** What you need to do **
(A) In the pet travel thread, how much does boarding at Universal's Studio Kennel cost?
(B) Write out a passage from the pet travel thread word for word, beginning at the words "The following is" and stopping after the words "note to admin@wdwinfo.com.".
(C) List every dollar amount given in the pet travel thread.

** Excerpt **
-- Begin --
# ****Pet Friendly Info****



## kilee

Since many of us like to have our furbabies accompany us on vacation.  I figured it would be a good idea to have some info in a handy spot.

The following is a start and we'll be adding to it. If you have any info you think would be useful, or you see some info that is outdated please feel free to send a note to admin@wdwinfo.com. 

*Best Friends Pet Care at Walt Disney World *
*
This is the only kennel on Disney property. The WDW theme park kennels have been closed. *


----------



## kilee

Here is some information I was able to find about pet services at Universal Studio's.  Remember that one thing about their onsite hotels-- they all allow pets.  Which is a great alternative for travelers planning to visit Universal.


*Information on Universal's Kennels:*

Guests can board their pets for the day (no overnight boarding) at the Studio Kennel. Located in the parking structure, boarding costs $10.00 per pet per day and will close 2 hours after the last park closes. There is a phone outside the kennel to contact security to assist in picking up a pet after the kennel has closed. 

Guests must provide food and return periodically to walk their pet(s). Upon arrival to the parking garage, ask the toll-plaza attendant for directions to the Studio Kennel. 



*As for Sea World---- here is some info for their kennel services as well:*

If you want to take your family to see Shamu and the wonders of aquatic life, this is the place. But if you want to take your pets, the farthest they'll get is the Sea World kennel. Here's the rundown: the kennels are air conditioned. You'll need to walk your own animal sometime during the day, since personnel doesn't perform that service. If you bring food with your animal, they will feed him. And you don't need to bring a bowl; Sea World has oceans of them. 

Kennel Rate: $4 per day. 
You will need to know the dates that your pet has had his shots, but no actual proof is demanded. Pets must be picked up no later than 1/2 hour after the park closes. 
Park Admission: $40.95 for adults; $33.90 for children ages 3-9. Plus tax. This is the single day/single park rate. Special rates are available for multiple day/multiple park packages.
-- End --
** Raw data **
-- Begin --
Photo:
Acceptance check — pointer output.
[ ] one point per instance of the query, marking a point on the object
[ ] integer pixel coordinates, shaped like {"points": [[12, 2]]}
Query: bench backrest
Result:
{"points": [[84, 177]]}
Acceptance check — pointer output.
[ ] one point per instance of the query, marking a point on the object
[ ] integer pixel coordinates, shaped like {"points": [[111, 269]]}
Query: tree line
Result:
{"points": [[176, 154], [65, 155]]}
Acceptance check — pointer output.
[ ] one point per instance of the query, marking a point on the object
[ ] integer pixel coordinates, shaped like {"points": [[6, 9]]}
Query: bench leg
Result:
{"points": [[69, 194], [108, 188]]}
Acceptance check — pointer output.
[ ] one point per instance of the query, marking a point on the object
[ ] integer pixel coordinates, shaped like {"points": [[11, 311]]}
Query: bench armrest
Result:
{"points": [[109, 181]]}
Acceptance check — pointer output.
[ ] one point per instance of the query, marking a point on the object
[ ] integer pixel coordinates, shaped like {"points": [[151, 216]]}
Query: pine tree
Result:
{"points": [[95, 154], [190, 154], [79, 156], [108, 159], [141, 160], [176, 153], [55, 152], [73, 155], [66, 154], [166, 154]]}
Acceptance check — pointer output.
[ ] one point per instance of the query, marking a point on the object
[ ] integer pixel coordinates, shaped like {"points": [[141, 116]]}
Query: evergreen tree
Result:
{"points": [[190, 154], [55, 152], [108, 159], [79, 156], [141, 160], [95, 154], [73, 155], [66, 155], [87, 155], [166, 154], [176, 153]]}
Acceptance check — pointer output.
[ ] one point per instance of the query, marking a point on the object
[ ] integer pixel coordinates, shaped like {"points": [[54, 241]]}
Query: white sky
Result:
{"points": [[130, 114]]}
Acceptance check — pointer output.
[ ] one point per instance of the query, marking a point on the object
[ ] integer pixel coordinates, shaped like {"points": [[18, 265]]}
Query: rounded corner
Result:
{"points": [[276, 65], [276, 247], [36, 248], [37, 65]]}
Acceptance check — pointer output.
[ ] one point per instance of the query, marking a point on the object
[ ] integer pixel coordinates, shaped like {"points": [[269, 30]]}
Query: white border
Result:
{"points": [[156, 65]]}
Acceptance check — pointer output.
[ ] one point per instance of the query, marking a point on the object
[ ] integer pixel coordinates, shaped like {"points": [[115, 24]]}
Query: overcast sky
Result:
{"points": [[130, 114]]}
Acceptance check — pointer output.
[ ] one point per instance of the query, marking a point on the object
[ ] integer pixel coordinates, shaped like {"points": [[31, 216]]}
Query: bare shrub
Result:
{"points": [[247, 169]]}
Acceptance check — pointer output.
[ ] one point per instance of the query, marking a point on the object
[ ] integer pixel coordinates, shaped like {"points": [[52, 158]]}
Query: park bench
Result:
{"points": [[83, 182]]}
-- End --
** Solutions in order **
(A) $10.00 per pet per day.

(B)
The following is a start and we'll be adding to it. If you have any info you think would be useful, or you see some info that is outdated please feel free to send a note to admin@wdwinfo.com.

(C) $10.00, $4, $40.95, $33.90